◆ PROBLEM ◆
Without including any picture, write out the entries exactly as they stand.

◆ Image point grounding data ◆
====
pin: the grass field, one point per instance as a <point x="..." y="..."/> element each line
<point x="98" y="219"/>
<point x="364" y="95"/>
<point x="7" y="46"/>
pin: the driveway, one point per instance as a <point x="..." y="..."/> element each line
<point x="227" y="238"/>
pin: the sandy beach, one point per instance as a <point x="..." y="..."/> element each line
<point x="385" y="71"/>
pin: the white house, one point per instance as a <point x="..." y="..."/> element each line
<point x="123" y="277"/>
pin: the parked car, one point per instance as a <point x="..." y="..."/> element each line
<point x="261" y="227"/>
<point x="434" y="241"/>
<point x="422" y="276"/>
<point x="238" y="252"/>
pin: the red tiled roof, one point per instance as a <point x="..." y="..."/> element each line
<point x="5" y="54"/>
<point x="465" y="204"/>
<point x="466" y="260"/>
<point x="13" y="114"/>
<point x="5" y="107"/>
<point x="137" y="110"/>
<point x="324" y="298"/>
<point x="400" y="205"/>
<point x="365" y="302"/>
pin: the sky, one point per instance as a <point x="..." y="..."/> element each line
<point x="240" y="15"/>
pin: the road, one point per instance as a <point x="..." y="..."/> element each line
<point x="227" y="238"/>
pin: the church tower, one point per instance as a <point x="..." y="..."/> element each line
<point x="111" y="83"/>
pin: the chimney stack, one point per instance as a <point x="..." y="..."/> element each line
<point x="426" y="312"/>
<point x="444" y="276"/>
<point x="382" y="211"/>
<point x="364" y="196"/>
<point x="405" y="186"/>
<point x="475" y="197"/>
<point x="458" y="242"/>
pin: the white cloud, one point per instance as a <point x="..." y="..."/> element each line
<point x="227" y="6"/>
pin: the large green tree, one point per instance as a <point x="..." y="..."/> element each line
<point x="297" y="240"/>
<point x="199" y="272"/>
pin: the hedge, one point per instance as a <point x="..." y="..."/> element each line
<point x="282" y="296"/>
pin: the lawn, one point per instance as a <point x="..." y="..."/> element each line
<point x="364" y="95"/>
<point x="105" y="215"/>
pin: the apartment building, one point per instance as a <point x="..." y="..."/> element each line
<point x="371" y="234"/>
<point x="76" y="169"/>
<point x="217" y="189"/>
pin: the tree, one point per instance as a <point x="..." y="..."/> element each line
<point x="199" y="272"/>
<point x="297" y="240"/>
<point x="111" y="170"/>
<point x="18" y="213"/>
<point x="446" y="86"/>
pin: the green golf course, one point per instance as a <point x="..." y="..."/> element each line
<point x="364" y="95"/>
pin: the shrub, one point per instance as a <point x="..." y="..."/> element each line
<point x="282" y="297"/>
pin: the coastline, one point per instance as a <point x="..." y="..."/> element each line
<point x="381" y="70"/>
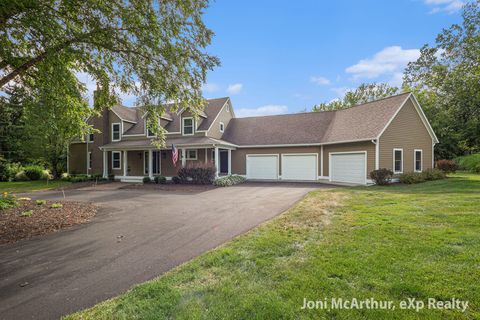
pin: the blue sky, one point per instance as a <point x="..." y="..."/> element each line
<point x="286" y="56"/>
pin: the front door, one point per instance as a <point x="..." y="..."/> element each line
<point x="224" y="161"/>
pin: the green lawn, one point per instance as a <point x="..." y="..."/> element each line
<point x="389" y="243"/>
<point x="27" y="186"/>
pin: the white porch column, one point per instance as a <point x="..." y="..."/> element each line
<point x="217" y="162"/>
<point x="229" y="161"/>
<point x="125" y="163"/>
<point x="184" y="157"/>
<point x="105" y="164"/>
<point x="150" y="163"/>
<point x="321" y="161"/>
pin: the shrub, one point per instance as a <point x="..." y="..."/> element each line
<point x="147" y="180"/>
<point x="417" y="177"/>
<point x="447" y="166"/>
<point x="8" y="170"/>
<point x="229" y="181"/>
<point x="8" y="201"/>
<point x="34" y="172"/>
<point x="27" y="213"/>
<point x="469" y="163"/>
<point x="160" y="180"/>
<point x="200" y="173"/>
<point x="411" y="177"/>
<point x="21" y="176"/>
<point x="433" y="174"/>
<point x="3" y="169"/>
<point x="382" y="176"/>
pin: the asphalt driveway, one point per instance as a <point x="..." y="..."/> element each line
<point x="136" y="236"/>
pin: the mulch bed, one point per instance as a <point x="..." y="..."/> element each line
<point x="170" y="187"/>
<point x="14" y="227"/>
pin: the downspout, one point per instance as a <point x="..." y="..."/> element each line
<point x="376" y="142"/>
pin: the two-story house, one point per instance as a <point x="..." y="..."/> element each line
<point x="339" y="146"/>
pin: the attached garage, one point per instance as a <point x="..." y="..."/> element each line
<point x="349" y="167"/>
<point x="299" y="167"/>
<point x="262" y="166"/>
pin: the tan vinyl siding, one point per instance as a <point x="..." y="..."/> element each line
<point x="346" y="147"/>
<point x="225" y="117"/>
<point x="406" y="132"/>
<point x="239" y="156"/>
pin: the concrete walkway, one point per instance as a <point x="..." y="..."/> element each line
<point x="136" y="236"/>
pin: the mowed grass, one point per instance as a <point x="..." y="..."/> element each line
<point x="389" y="243"/>
<point x="28" y="186"/>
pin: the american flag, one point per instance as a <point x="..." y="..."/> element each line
<point x="174" y="154"/>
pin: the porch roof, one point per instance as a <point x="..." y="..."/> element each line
<point x="179" y="142"/>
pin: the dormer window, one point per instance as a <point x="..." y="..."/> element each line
<point x="187" y="126"/>
<point x="115" y="131"/>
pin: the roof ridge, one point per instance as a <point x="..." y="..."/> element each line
<point x="319" y="112"/>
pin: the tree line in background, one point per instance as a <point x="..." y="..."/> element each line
<point x="446" y="81"/>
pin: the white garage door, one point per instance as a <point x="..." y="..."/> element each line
<point x="262" y="167"/>
<point x="299" y="167"/>
<point x="348" y="167"/>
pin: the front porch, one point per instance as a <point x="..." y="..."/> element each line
<point x="133" y="164"/>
====
◆ WRITTEN ANSWER ◆
pin: the grass field, one point per instance as a <point x="..." y="..."/> element each line
<point x="98" y="219"/>
<point x="364" y="95"/>
<point x="7" y="46"/>
pin: the driveway, one point per instance as a <point x="..." y="..."/> element each line
<point x="227" y="238"/>
pin: the sandy beach, one point per instance as a <point x="..." y="..."/> element each line
<point x="385" y="71"/>
pin: the white house, one point per instance as a <point x="..." y="..."/> element each line
<point x="123" y="277"/>
pin: the parked car, one point per instance as a <point x="..." y="..."/> element each line
<point x="261" y="227"/>
<point x="434" y="241"/>
<point x="422" y="276"/>
<point x="238" y="252"/>
pin: the red tiled roof, one point per instance as a <point x="..." y="..."/> element each line
<point x="5" y="54"/>
<point x="465" y="204"/>
<point x="466" y="260"/>
<point x="13" y="114"/>
<point x="5" y="107"/>
<point x="137" y="110"/>
<point x="324" y="298"/>
<point x="400" y="205"/>
<point x="365" y="302"/>
pin: the sky, one point per instance as a <point x="..." y="..."/> element each line
<point x="240" y="15"/>
pin: the road, one point per instance as a <point x="..." y="..."/> element each line
<point x="227" y="238"/>
pin: the church tower, one point per instance as a <point x="..." y="..."/> element each line
<point x="111" y="83"/>
pin: the chimney stack, one point per instance as a <point x="..." y="..."/> element each line
<point x="426" y="312"/>
<point x="444" y="276"/>
<point x="382" y="211"/>
<point x="364" y="196"/>
<point x="405" y="186"/>
<point x="475" y="197"/>
<point x="458" y="242"/>
pin: the white cloud, one point per instance as a <point x="..." y="..."/> element each line
<point x="227" y="6"/>
pin: the large green tree, one point per instance as a <point x="..." y="..."/> element each line
<point x="297" y="240"/>
<point x="199" y="272"/>
pin: the hedge, one point per instance as a <point x="..." y="..."/> element each line
<point x="282" y="296"/>
pin: the lawn, one point per instance as a <point x="..." y="..."/> element each line
<point x="364" y="95"/>
<point x="105" y="215"/>
pin: the apartment building, one point per instance as a <point x="..." y="..."/> element each line
<point x="371" y="234"/>
<point x="76" y="169"/>
<point x="217" y="189"/>
pin: the tree, one point per instance as a <point x="..." y="..."/> element each line
<point x="199" y="272"/>
<point x="297" y="240"/>
<point x="111" y="170"/>
<point x="18" y="213"/>
<point x="446" y="86"/>
pin: the green golf course, one point per instance as a <point x="..." y="..."/> element each line
<point x="364" y="95"/>
pin: the shrub, one point per instance as a <point x="..." y="..."/> element each line
<point x="282" y="297"/>
pin: the coastline, one point per instance as a <point x="..." y="..."/> element each line
<point x="381" y="70"/>
pin: the blue sky, one point per instance as a <point x="..." y="..."/> element each line
<point x="286" y="56"/>
pin: the front door, one point per instance as a <point x="..." y="..."/> element each line
<point x="224" y="161"/>
pin: the green lawn, one point per instance as a <point x="..." y="..."/> element each line
<point x="389" y="243"/>
<point x="27" y="186"/>
pin: the white porch column, one point per instance as a <point x="..." y="..."/> element each line
<point x="217" y="162"/>
<point x="229" y="161"/>
<point x="125" y="163"/>
<point x="184" y="157"/>
<point x="105" y="164"/>
<point x="150" y="163"/>
<point x="321" y="161"/>
pin: the shrub, one point per instance as a <point x="..." y="..."/> element each line
<point x="147" y="180"/>
<point x="417" y="177"/>
<point x="447" y="166"/>
<point x="8" y="170"/>
<point x="229" y="181"/>
<point x="8" y="201"/>
<point x="34" y="172"/>
<point x="27" y="213"/>
<point x="469" y="163"/>
<point x="160" y="180"/>
<point x="200" y="173"/>
<point x="411" y="177"/>
<point x="21" y="176"/>
<point x="433" y="174"/>
<point x="3" y="169"/>
<point x="382" y="176"/>
pin: the asphalt driveway, one point per instance as a <point x="..." y="..."/> element each line
<point x="136" y="236"/>
pin: the mulch bed, one point per instance as a <point x="..." y="..."/> element each line
<point x="170" y="187"/>
<point x="14" y="227"/>
pin: the downspout, one point per instance as a <point x="..." y="..."/> element each line
<point x="376" y="142"/>
pin: the two-story house, one point per instance as a <point x="..." y="..."/> element each line
<point x="339" y="146"/>
pin: the attached garage, one point per instance as a <point x="..." y="..."/> element each line
<point x="349" y="167"/>
<point x="299" y="167"/>
<point x="262" y="166"/>
pin: the tan vinyl siding, one point per instance as a <point x="..." y="..."/> element each line
<point x="346" y="147"/>
<point x="225" y="117"/>
<point x="406" y="132"/>
<point x="239" y="156"/>
pin: the concrete walkway, one point per instance as a <point x="..." y="..."/> element each line
<point x="136" y="236"/>
pin: the mowed grass, one point per instance as a <point x="..." y="..."/> element each line
<point x="389" y="243"/>
<point x="28" y="186"/>
pin: the american flag, one point per instance as a <point x="..." y="..."/> element each line
<point x="174" y="154"/>
pin: the porch roof, one point per instance as a <point x="..." y="..."/> element each line
<point x="179" y="142"/>
pin: the dormer window, one point per instance as a <point x="..." y="..."/> element each line
<point x="187" y="126"/>
<point x="115" y="131"/>
pin: the roof ridge, one point per instance as a <point x="..." y="..."/> element each line
<point x="319" y="112"/>
pin: the tree line in background, one point per instance as a <point x="..." y="..."/> element each line
<point x="446" y="81"/>
pin: the white garage door, one point per instance as a <point x="..." y="..."/> element each line
<point x="262" y="167"/>
<point x="299" y="167"/>
<point x="348" y="167"/>
pin: the front porch, one point per instance as a <point x="..." y="..."/> element each line
<point x="133" y="164"/>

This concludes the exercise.